(Object location annotation data)
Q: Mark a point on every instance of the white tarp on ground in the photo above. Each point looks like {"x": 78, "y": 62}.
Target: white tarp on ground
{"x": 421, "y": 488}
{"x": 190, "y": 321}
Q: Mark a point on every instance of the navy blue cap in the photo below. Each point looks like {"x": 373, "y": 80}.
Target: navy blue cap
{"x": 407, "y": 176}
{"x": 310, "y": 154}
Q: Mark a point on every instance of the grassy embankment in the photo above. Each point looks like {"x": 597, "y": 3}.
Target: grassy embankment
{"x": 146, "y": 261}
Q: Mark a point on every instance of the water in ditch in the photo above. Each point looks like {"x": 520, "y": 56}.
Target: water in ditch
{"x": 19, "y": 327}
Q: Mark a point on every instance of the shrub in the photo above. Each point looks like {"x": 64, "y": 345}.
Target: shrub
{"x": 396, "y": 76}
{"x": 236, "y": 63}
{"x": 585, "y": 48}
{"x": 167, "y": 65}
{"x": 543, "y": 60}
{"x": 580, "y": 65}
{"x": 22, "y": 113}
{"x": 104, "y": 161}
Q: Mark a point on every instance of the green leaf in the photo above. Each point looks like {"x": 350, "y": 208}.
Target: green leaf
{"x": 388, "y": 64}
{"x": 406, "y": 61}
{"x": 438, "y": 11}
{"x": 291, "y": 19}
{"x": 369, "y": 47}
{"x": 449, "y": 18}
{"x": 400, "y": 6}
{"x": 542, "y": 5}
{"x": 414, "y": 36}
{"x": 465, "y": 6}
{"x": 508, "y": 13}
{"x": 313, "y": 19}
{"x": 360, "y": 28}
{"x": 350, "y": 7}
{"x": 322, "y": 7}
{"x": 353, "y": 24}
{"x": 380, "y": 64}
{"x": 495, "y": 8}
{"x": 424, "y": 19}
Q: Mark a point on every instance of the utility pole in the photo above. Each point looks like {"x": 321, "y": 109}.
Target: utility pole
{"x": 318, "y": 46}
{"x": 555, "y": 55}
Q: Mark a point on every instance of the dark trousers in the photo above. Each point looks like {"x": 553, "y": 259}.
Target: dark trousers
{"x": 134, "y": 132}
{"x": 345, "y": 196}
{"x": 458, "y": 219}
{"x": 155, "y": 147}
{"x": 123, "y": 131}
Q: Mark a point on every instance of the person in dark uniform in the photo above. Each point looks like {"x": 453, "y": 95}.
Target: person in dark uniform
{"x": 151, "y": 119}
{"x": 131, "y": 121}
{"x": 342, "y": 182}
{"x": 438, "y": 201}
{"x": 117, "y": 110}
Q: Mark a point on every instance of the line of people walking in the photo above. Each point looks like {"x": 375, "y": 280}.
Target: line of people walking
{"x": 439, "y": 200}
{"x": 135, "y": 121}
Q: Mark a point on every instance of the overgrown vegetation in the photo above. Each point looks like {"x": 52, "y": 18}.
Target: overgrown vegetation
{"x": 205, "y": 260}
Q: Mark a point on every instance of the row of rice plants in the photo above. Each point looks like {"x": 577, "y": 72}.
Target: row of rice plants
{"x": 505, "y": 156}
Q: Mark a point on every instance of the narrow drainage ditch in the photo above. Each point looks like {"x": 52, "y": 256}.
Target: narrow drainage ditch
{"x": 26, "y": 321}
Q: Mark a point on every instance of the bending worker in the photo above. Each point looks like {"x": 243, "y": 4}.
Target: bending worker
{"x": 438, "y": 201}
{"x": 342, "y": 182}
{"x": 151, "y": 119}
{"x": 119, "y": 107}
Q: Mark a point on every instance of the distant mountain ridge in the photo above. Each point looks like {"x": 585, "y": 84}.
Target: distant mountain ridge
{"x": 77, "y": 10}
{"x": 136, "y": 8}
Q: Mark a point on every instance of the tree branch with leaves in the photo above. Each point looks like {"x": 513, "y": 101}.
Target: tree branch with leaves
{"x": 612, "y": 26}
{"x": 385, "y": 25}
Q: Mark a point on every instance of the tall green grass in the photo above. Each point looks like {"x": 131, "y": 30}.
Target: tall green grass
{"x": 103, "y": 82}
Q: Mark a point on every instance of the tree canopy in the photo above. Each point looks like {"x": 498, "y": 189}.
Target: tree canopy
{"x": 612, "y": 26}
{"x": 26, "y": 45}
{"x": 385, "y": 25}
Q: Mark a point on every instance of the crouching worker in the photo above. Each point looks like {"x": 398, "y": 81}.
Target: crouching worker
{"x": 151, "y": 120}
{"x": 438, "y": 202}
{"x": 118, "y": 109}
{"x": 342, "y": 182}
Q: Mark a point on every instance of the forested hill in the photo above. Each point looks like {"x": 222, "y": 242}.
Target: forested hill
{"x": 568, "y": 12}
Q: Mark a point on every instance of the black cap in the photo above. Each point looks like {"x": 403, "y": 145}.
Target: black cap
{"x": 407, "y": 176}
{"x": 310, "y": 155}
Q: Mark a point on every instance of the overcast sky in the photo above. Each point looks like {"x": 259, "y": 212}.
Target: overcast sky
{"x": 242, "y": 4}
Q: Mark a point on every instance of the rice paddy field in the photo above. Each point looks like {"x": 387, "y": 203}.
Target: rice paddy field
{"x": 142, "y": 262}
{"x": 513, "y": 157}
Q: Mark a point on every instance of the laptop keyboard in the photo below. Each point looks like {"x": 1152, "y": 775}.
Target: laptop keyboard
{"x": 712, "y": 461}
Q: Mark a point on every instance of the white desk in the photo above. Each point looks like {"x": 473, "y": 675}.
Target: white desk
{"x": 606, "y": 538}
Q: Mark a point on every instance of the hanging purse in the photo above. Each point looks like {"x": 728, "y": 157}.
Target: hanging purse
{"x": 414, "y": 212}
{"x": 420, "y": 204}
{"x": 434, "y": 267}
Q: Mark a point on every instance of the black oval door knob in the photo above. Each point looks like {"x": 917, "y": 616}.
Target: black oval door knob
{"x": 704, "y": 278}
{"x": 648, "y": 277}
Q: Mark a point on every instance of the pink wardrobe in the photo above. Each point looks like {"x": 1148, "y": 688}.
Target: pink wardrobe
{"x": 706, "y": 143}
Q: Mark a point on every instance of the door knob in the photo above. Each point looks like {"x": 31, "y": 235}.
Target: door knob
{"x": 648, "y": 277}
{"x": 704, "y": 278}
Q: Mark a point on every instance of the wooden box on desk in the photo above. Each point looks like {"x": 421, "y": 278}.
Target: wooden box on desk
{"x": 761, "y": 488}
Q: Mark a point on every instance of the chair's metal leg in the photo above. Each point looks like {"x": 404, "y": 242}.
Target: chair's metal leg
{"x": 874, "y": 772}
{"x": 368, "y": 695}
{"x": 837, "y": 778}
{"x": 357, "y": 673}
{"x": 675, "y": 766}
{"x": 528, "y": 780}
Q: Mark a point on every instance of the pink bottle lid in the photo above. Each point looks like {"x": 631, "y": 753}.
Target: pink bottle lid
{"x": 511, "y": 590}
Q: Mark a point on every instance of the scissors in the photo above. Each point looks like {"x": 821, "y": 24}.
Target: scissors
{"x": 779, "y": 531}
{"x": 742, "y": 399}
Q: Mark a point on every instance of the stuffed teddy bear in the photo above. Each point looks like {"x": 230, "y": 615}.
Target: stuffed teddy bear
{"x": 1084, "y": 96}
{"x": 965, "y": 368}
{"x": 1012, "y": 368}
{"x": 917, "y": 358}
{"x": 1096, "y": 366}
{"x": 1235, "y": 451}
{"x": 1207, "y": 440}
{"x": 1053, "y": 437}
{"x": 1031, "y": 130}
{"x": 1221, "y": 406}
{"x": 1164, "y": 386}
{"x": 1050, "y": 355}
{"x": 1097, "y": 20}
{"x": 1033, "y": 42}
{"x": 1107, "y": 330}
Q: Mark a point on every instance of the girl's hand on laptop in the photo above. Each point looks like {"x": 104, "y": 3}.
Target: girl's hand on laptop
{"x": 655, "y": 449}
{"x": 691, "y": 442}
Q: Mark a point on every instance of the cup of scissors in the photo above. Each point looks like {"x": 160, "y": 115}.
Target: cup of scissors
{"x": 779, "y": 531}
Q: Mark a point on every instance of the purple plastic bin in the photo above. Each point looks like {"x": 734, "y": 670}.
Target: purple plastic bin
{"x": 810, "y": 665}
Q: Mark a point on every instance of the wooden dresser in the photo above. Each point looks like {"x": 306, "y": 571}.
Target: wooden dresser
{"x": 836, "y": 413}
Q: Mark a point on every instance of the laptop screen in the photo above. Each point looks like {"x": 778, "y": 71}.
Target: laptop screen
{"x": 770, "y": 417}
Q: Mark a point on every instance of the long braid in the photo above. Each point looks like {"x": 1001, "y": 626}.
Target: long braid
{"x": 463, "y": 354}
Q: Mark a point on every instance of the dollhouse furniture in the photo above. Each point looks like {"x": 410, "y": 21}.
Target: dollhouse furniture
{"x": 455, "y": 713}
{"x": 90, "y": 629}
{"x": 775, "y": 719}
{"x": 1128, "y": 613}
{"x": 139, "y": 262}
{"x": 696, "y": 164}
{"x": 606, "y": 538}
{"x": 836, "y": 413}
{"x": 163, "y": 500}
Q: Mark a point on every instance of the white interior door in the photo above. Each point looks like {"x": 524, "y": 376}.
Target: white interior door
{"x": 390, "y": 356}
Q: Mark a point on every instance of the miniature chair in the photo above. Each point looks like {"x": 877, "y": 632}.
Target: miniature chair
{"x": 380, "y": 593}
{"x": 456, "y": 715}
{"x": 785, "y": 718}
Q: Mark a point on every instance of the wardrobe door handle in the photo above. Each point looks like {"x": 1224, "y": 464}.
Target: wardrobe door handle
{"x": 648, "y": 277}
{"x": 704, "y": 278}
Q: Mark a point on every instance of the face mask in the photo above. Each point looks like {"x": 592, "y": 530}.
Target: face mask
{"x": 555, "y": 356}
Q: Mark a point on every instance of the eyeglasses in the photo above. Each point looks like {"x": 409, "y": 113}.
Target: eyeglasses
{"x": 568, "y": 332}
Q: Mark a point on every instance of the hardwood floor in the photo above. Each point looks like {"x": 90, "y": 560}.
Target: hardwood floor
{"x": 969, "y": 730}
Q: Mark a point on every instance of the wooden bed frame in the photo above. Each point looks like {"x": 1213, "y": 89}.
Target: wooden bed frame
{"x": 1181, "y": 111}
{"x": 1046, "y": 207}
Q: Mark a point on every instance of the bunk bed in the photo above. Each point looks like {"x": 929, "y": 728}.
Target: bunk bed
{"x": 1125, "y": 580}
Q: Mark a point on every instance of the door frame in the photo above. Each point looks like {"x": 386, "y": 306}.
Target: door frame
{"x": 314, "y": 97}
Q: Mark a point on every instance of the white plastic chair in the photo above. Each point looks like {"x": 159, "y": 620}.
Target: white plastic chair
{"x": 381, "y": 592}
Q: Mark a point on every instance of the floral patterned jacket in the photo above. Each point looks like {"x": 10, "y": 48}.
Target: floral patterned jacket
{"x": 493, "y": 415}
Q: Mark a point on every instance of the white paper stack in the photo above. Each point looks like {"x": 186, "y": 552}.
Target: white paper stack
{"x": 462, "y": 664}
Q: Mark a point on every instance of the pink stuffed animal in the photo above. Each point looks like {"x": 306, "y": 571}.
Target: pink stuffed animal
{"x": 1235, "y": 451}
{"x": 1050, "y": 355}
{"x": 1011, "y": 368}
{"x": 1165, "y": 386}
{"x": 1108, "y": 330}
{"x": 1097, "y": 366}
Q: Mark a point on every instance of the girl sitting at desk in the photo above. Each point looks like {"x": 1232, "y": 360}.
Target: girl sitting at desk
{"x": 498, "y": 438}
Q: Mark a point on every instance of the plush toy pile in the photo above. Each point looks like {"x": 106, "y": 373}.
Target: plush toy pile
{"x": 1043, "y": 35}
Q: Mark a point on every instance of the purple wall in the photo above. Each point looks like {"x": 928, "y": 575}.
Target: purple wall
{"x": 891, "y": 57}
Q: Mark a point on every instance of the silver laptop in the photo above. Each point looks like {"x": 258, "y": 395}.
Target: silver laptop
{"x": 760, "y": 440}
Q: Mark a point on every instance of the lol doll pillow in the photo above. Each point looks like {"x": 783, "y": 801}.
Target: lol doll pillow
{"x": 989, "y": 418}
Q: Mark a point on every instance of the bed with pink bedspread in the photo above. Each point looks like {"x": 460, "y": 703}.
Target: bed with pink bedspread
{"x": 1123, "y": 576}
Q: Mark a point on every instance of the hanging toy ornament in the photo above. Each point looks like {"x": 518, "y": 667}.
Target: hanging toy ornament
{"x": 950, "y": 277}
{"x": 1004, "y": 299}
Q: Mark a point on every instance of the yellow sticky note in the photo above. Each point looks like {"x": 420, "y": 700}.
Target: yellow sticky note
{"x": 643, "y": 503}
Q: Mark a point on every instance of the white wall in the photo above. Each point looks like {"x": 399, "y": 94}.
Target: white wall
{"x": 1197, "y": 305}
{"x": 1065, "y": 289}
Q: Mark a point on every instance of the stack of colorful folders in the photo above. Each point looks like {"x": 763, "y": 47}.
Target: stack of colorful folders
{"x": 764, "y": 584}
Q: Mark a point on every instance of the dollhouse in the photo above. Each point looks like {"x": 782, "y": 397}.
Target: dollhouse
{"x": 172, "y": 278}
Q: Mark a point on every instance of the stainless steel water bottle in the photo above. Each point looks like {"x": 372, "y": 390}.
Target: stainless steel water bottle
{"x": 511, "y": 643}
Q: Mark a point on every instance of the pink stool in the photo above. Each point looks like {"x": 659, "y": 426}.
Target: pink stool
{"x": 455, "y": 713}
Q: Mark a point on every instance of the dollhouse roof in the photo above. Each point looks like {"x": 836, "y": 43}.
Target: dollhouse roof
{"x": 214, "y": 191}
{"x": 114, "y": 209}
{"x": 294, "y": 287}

> EXERCISE AIM
Transcribe word for word the lines from the one holding "Q: Mark a point on every instance of the plush" to the last line of the listing above, inclusive.

> RESPONSE
Q: Mark a point on every instance of the plush toy pile in the photo above. Each point looks like {"x": 106, "y": 373}.
Target: plush toy pile
{"x": 1043, "y": 35}
Q: Mark a point on every instance of the purple wall in the photo above. Each point looks like {"x": 928, "y": 575}.
Target: purple wall
{"x": 891, "y": 57}
Q: Mark a point on every instance of the silver laptop in the photo above. Each point looks like {"x": 258, "y": 395}.
Target: silver laptop
{"x": 760, "y": 440}
Q: Mark a point on every instance of the lol doll pillow in the photo above. Each point looks like {"x": 783, "y": 801}.
Target: lol doll pillow
{"x": 989, "y": 418}
Q: Mark a point on every instance of the bed with pink bedspread in the photo above. Each point looks like {"x": 460, "y": 703}.
Target: bed with pink bedspread
{"x": 1123, "y": 576}
Q: Mark a point on every instance of the hanging toy ornament in the photo above. Each point looks like {"x": 518, "y": 667}.
Target: hanging toy ornament
{"x": 950, "y": 277}
{"x": 1004, "y": 299}
Q: Mark a point on every instance of the yellow sticky note in the photo above. Each point looks like {"x": 420, "y": 700}.
Target: yellow sticky note
{"x": 643, "y": 503}
Q: Mark a point on every instance of the white wall in the photo above. Each point looks like {"x": 399, "y": 94}.
Target: white wall
{"x": 1197, "y": 305}
{"x": 1065, "y": 289}
Q: Mark a point on every instance of the stack of colorful folders in the photo above. Each point looks like {"x": 763, "y": 47}.
Target: stack of colorful folders
{"x": 764, "y": 584}
Q: Mark a point on every instance of the dollhouse in the photo above. Each point looks like {"x": 782, "y": 397}.
Target: dollhouse
{"x": 172, "y": 278}
Q: Mark a point on every instance of the stainless steel water bottle in the photo above. Each point looks like {"x": 372, "y": 390}.
Target: stainless steel water bottle
{"x": 511, "y": 643}
Q: Mark a point on every instance of the pink stool in the photo above. Each point looks like {"x": 659, "y": 426}.
Target: pink stool
{"x": 455, "y": 713}
Q: Mark a point on every instance of the dollhouse roof in the photo above. Each point looks like {"x": 836, "y": 43}.
Target: dollhouse roof
{"x": 214, "y": 191}
{"x": 114, "y": 209}
{"x": 294, "y": 287}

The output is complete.